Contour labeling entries
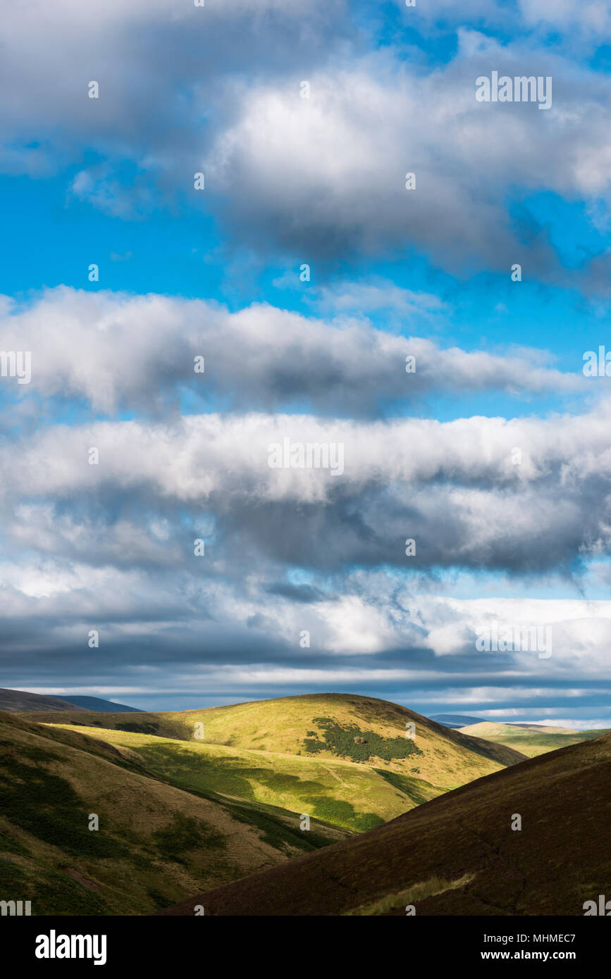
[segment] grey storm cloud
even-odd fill
[[[249,413],[57,425],[22,440],[19,466],[15,446],[0,447],[6,546],[176,567],[201,536],[238,577],[295,563],[568,572],[609,546],[607,430],[606,402],[510,421]],[[285,439],[341,444],[343,472],[273,468],[270,446]]]

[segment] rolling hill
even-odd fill
[[[553,727],[543,724],[501,724],[484,721],[461,727],[463,734],[483,737],[494,744],[506,744],[528,758],[535,758],[546,751],[555,751],[569,744],[579,744],[604,734],[604,730],[576,731],[570,727]]]
[[[49,714],[30,714],[56,723]],[[242,751],[301,756],[319,762],[352,762],[419,778],[445,791],[500,768],[524,755],[510,747],[444,727],[399,704],[352,694],[305,694],[250,701],[228,707],[161,714],[70,712],[62,723],[115,728]],[[406,737],[413,724],[415,737]]]
[[[481,718],[472,718],[469,714],[434,714],[431,721],[445,727],[465,727],[467,724],[478,724]]]
[[[378,829],[162,914],[583,915],[611,880],[611,734],[447,792]],[[511,828],[515,815],[522,828]]]
[[[31,901],[34,915],[148,914],[349,835],[176,788],[94,733],[0,713],[0,893]]]
[[[70,729],[92,734],[91,727]],[[129,749],[149,771],[178,788],[279,806],[358,832],[443,791],[421,778],[339,759],[322,761],[104,728],[97,728],[95,735]]]
[[[0,711],[23,713],[24,711],[73,711],[75,705],[60,697],[44,697],[26,690],[0,689]],[[88,711],[82,707],[81,710]]]
[[[115,704],[112,700],[102,697],[74,696],[71,700],[62,697],[44,696],[40,693],[28,693],[26,690],[0,689],[0,711],[23,714],[31,711],[115,711],[123,713],[140,713],[137,707],[127,707],[125,704]]]

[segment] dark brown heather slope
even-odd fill
[[[513,814],[522,830],[512,830]],[[439,877],[472,879],[391,913],[583,915],[611,898],[611,734],[447,792],[378,829],[160,913],[345,914]]]

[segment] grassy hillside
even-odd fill
[[[46,714],[29,717],[46,723],[58,720]],[[128,719],[75,712],[63,715],[62,723],[187,741],[203,733],[208,745],[319,762],[350,761],[421,778],[440,789],[463,785],[524,759],[512,748],[444,727],[398,704],[352,694],[306,694]],[[414,740],[405,737],[408,723],[415,724]]]
[[[164,913],[583,915],[611,879],[611,734],[439,796],[386,825]],[[512,830],[515,814],[522,829]]]
[[[463,734],[483,737],[495,744],[506,744],[528,758],[535,758],[546,751],[565,748],[569,744],[580,744],[604,734],[604,730],[576,731],[570,727],[552,727],[543,724],[501,724],[484,721],[477,724],[461,727]]]
[[[92,734],[91,727],[73,729]],[[315,755],[249,751],[119,730],[95,734],[136,753],[149,771],[178,788],[280,806],[355,831],[379,826],[442,792],[413,776]]]
[[[148,914],[348,835],[167,784],[87,730],[0,713],[0,899],[29,900],[32,914]]]

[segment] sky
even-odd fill
[[[33,0],[0,47],[0,686],[611,726],[608,5]]]

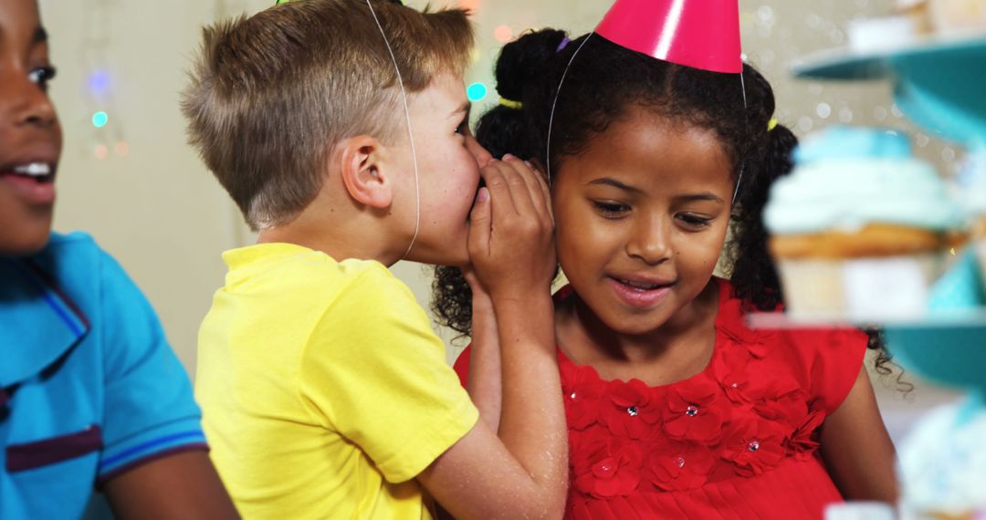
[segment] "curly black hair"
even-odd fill
[[[762,213],[771,184],[794,165],[791,154],[798,139],[784,125],[770,128],[775,106],[767,80],[750,65],[743,65],[741,78],[704,71],[657,60],[592,33],[566,41],[564,32],[547,29],[504,46],[496,63],[497,92],[521,105],[501,104],[483,114],[476,127],[479,143],[494,157],[531,158],[549,164],[555,174],[567,158],[639,108],[714,132],[739,182],[724,251],[732,266],[730,280],[748,310],[776,309],[784,295],[767,250]],[[459,270],[437,267],[433,294],[439,323],[469,335],[471,292]],[[870,348],[880,353],[878,372],[885,375],[889,356],[880,334],[872,331],[870,338]]]

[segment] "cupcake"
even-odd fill
[[[955,182],[969,215],[972,247],[986,281],[986,148],[972,150],[965,156]],[[986,291],[986,285],[983,290]]]
[[[929,0],[897,0],[893,5],[893,12],[898,16],[909,18],[918,34],[927,35],[932,32],[928,2]]]
[[[964,214],[903,135],[833,127],[795,151],[764,224],[789,312],[885,320],[925,313]]]
[[[929,0],[932,23],[940,34],[986,32],[983,0]]]

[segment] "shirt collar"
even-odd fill
[[[31,378],[89,332],[86,315],[31,258],[0,258],[0,386]]]

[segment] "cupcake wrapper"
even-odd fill
[[[920,317],[942,274],[939,254],[846,260],[781,259],[788,311],[806,318],[885,320]]]

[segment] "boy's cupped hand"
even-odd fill
[[[550,193],[529,163],[511,155],[480,170],[469,224],[469,257],[494,300],[524,299],[550,287],[555,271]]]

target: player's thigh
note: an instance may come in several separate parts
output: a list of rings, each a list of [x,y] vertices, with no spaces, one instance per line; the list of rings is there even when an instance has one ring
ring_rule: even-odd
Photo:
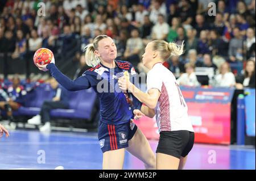
[[[125,149],[110,150],[103,153],[102,169],[121,170],[125,159]]]

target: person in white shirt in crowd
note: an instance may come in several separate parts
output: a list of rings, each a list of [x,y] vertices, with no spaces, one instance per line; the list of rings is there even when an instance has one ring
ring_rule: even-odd
[[[188,115],[188,106],[175,77],[163,65],[170,56],[183,53],[180,45],[163,40],[148,43],[142,56],[143,64],[150,70],[147,74],[146,93],[122,77],[118,85],[123,91],[131,92],[144,103],[141,110],[134,110],[135,119],[145,115],[156,115],[160,132],[156,149],[156,169],[182,169],[193,148],[195,134]]]
[[[151,6],[150,8],[150,19],[151,22],[154,24],[156,24],[158,22],[158,15],[159,14],[163,15],[164,19],[166,15],[166,6],[164,3],[160,3],[158,1],[152,1]]]
[[[36,30],[33,29],[31,32],[31,37],[28,39],[28,49],[30,51],[35,52],[42,47],[42,39],[38,36]]]
[[[236,85],[236,78],[229,64],[225,62],[220,67],[220,73],[215,77],[216,87],[231,87]]]
[[[195,64],[191,63],[187,63],[185,64],[186,73],[182,74],[177,79],[177,82],[180,86],[193,87],[200,86],[195,73]]]
[[[245,87],[255,89],[255,60],[248,60],[246,61],[243,74],[238,75],[236,81],[237,89],[242,89]]]
[[[138,10],[135,12],[135,21],[139,24],[144,24],[144,16],[148,14],[148,12],[144,10],[142,4],[138,5]]]
[[[139,30],[134,29],[131,32],[131,37],[126,43],[126,48],[123,54],[125,59],[137,67],[142,54],[143,48],[142,39],[139,37]]]
[[[152,39],[153,40],[166,40],[169,32],[169,25],[164,21],[162,14],[158,15],[158,22],[152,30]]]
[[[121,8],[121,13],[119,14],[119,18],[126,18],[128,21],[131,22],[133,19],[131,13],[128,11],[128,9],[125,5],[123,5]]]
[[[246,54],[246,58],[249,59],[252,56],[253,44],[255,43],[255,37],[254,30],[251,28],[249,28],[246,30],[246,39],[245,40],[244,49],[246,50],[245,52]],[[255,49],[254,49],[255,51]]]
[[[100,29],[102,33],[106,29],[106,24],[103,22],[102,16],[100,14],[97,14],[95,18],[94,30],[96,29]],[[96,35],[94,35],[94,36]]]
[[[82,8],[82,5],[77,5],[76,7],[76,16],[80,18],[81,21],[84,19],[86,15],[89,14],[89,11]]]

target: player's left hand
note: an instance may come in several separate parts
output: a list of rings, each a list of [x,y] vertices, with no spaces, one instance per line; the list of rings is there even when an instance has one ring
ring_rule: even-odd
[[[140,110],[133,110],[133,113],[134,114],[134,119],[138,120],[141,118],[142,118],[143,116],[144,116],[145,115],[142,113]]]
[[[0,124],[0,137],[3,136],[4,133],[5,133],[6,138],[7,138],[10,135],[8,131],[7,131],[4,127]]]
[[[40,65],[39,64],[36,63],[36,66],[40,70],[42,70],[43,71],[48,71],[48,69],[46,68],[46,66],[48,64],[46,65]]]
[[[118,86],[123,92],[126,92],[128,89],[129,83],[130,83],[130,82],[125,76],[118,78]]]

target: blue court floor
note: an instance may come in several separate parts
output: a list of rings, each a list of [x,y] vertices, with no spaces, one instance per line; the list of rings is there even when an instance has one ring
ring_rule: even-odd
[[[101,169],[102,154],[97,133],[16,130],[0,139],[0,169]],[[150,140],[155,151],[158,141]],[[124,169],[144,169],[126,152]],[[255,169],[255,148],[195,144],[185,169]]]

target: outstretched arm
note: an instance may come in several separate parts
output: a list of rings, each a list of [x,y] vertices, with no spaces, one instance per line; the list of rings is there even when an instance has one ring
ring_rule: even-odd
[[[89,80],[86,75],[77,78],[74,81],[71,80],[68,77],[63,74],[57,68],[55,65],[51,63],[47,65],[40,65],[36,64],[39,69],[43,71],[49,70],[57,81],[67,90],[71,91],[76,91],[83,89],[87,89],[91,87]]]

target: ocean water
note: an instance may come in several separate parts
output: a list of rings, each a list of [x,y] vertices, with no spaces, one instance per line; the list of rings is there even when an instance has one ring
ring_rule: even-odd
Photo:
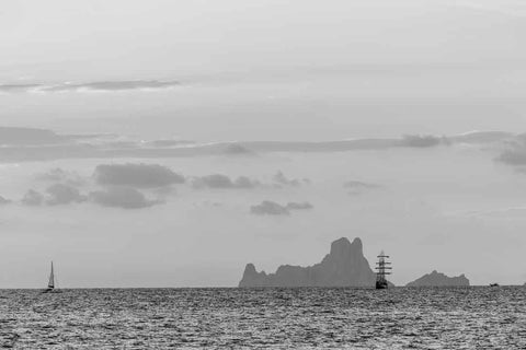
[[[0,348],[526,349],[526,288],[0,291]]]

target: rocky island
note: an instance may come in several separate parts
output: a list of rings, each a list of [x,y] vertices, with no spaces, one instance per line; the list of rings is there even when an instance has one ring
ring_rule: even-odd
[[[331,252],[313,266],[282,265],[275,273],[266,275],[248,264],[239,287],[374,287],[375,281],[362,241],[351,243],[342,237],[332,242]]]
[[[434,270],[405,284],[405,287],[469,287],[469,280],[464,275],[448,277]]]

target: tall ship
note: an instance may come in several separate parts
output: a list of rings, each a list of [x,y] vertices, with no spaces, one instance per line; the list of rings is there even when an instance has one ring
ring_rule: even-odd
[[[47,282],[47,288],[43,290],[43,293],[60,293],[61,291],[56,288],[55,283],[55,270],[53,268],[53,261],[52,261],[52,272],[49,273],[49,280]]]
[[[392,267],[390,266],[388,255],[384,254],[384,250],[378,255],[378,262],[376,262],[376,289],[388,289],[389,282],[387,276],[391,275]]]

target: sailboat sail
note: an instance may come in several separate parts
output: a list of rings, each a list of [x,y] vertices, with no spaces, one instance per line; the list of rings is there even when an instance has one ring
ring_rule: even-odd
[[[49,289],[55,288],[55,273],[53,271],[53,261],[52,261],[52,273],[49,273],[49,282],[47,283],[47,288]]]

- **Task details**: Quote the material word for word, starting at the line that contains "target: rocky island" and ending at the final line of the material.

- **Result of this task**:
target: rocky island
note: an instance may come in several separate parts
output: a list of rings, each a list of [x,y] vertices, with no spaces, one instance per line; the list of rings is there even when an instance has one ring
ring_rule: even-odd
[[[331,252],[313,266],[282,265],[275,273],[266,275],[248,264],[239,287],[374,287],[375,281],[362,241],[351,243],[342,237],[332,242]]]
[[[434,270],[405,284],[405,287],[469,287],[469,280],[464,275],[448,277]]]

target: tall ship
note: an instance may come in several separate parts
output: a list of rings, each a list of [x,y] vertices, with no spaces, one instance per line; the list of rings is there even when an instance has one ring
ring_rule: even-odd
[[[47,282],[47,288],[43,290],[43,293],[60,293],[61,291],[56,288],[55,283],[55,270],[53,268],[53,261],[52,261],[52,272],[49,273],[49,280]]]
[[[392,267],[390,266],[388,255],[384,254],[384,250],[378,255],[378,262],[376,262],[376,289],[388,289],[389,282],[387,276],[391,275]]]

target: sailboat sail
note: an instance may come in several separate parts
output: a list of rings, each a list of [x,y] vertices, with no spaces, one instance per line; the list of rings is there even when an instance has one ring
ring_rule: even-odd
[[[49,289],[55,288],[55,273],[53,271],[53,261],[52,261],[52,273],[49,273],[49,282],[47,283],[47,288]]]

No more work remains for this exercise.